═══ SOURCE DOCUMENT ═══
Reacting to the news that four million people have now died globally from Covid-19 according to Johns Hopkins University, Amnesty International’s Secretary General Agnès Callamard, said:
“At least four million lives have now been lost to Covid-19. This devastating milestone must spur richer governments and companies into immediate action. How many more millions must die before the knowledge and technology to produce enough vaccines for everyone are made universally available?
“The life-saving impact of vaccines is clear. Since January, the number of people dying in countries that have managed to give at least one dose to over half the population has reduced by over 90 per cent.
“Yet, because vast swathes of the world have little or no access to vaccines, one person is still dying from Covid-19 every 11 seconds – mostly in lower-income countries. Equal access to vaccines shouldn’t be based on where you live, it’s a basic human right.
“With many rich countries moving towards the lifting of restrictions, the deadly impact of Covid-19 is still rife. The death toll continues unabated in Latin America, while India and Nepal have faced deadly surges, and health systems in Indonesia and Southern Africa are at risk of being overwhelmed.
“Many of these countries are still facing acute vaccine shortages which can only be resolved by both urgently sharing doses and removing the barriers preventing the scale up of global production.
“World leaders must further support moves to lift intellectual property restrictions on life-saving products and push pharmaceutical companies to share their knowledge and technology. This is a global issue that requires urgent global action now. No one is safe, until everyone is safe.”
For more information, contact Lucy Scholey, Media Relations Officer, Amnesty International Canada (English-speaking section), 613-853-2142, firstname.lastname@example.org
Notes to editors:
As of 6 July 2021, 33 countries had provided at least one vaccine dose to over half of their population, according to figures published by Our World In Data. All but three (Mongolia, Maldives and Bhutan) are high income countries. (The analysis excludes countries and territories with populations of lower than 200,000 people.)
Compared to the week of 11 January 2021, when world deaths passed 2 million, the numbers of people dying each week in these countries reduced from 51,614 to 4,015 – a reduction of 92% – according to figures collated from the World Health Organization.
Globally, 53,861 are reported to have died of COVID-19 during the week of 28 June, 1 person every 11 seconds.
The ten countries with the highest number of deaths over the last week are Brazil, India, Colombia, Russia, Argentina, Indonesia, USA, Peru, Mexico and South Africa.
85 percent of vaccine doses have been administered in high- and upper-middle-income countries. Only 0.3 percent of doses have been administered in low-income countries, according to the New York Times vaccine tracker.
═══ DATASET ENTRIES ═══
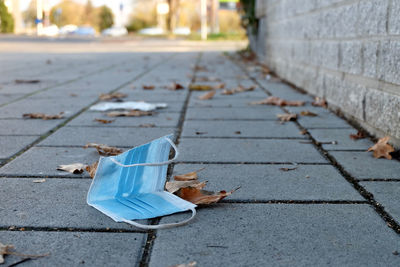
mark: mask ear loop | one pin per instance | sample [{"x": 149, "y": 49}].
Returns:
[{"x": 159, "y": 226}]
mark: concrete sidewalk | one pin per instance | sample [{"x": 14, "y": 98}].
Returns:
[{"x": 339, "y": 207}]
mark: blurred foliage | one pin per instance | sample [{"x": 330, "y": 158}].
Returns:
═══
═══ DATASET ENTRIES ═══
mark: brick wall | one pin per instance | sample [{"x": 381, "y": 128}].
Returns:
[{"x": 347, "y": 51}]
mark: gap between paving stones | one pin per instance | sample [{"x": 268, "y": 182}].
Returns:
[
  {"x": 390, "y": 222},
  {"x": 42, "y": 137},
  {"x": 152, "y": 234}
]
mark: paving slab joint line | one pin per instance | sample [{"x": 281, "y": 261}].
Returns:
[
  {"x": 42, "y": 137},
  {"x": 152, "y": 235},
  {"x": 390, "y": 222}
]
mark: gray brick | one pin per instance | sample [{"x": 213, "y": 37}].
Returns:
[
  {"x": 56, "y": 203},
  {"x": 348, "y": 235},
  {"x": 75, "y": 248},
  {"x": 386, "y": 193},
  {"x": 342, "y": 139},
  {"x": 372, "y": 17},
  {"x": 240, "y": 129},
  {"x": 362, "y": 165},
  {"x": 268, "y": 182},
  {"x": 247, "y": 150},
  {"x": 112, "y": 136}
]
═══
═══ DATASET ENTRIES ═══
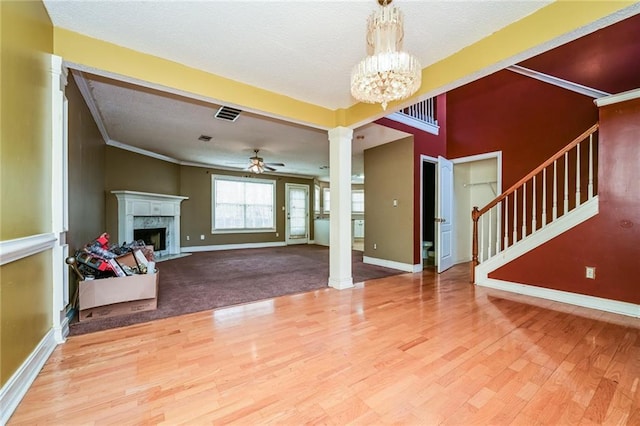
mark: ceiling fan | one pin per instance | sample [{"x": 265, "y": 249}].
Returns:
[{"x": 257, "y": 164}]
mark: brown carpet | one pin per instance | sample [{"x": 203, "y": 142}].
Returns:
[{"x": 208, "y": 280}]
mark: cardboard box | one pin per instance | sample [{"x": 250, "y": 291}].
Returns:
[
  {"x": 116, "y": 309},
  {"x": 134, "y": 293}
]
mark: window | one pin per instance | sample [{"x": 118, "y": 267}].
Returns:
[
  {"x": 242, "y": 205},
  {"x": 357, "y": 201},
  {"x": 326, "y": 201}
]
═══
PARTS OF THE EXERCISE:
(1) Summarize the statement on Covid-19 deaths in two sentences.
(2) List every organization or publication that the statement on Covid-19 deaths cites as a source of figures.
(3) Rewrite the paragraph of the statement on Covid-19 deaths that begins "As of 6 July 2021" more briefly, keeping its main facts.

RESPONSES TO THE TASKS:
(1) Amnesty International's Secretary General Agnès Callamard said that at least four million lives have been lost to Covid-19. While deaths fell by over 90 per cent in countries that gave at least one dose to over half their population, one person still dies every 11 seconds, mostly in lower-income countries, so she called on world leaders to support lifting intellectual property restrictions and to push pharmaceutical companies to share their knowledge and technology.

(2)
- Johns Hopkins University
- Our World In Data
- World Health Organization
- New York Times vaccine tracker

(3) According to Our World In Data, by 6 July 2021 33 countries had given at least one vaccine dose to over half their population. All of them except Mongolia, Maldives and Bhutan are high income countries, and the analysis excludes countries and territories with fewer than 200,000 people.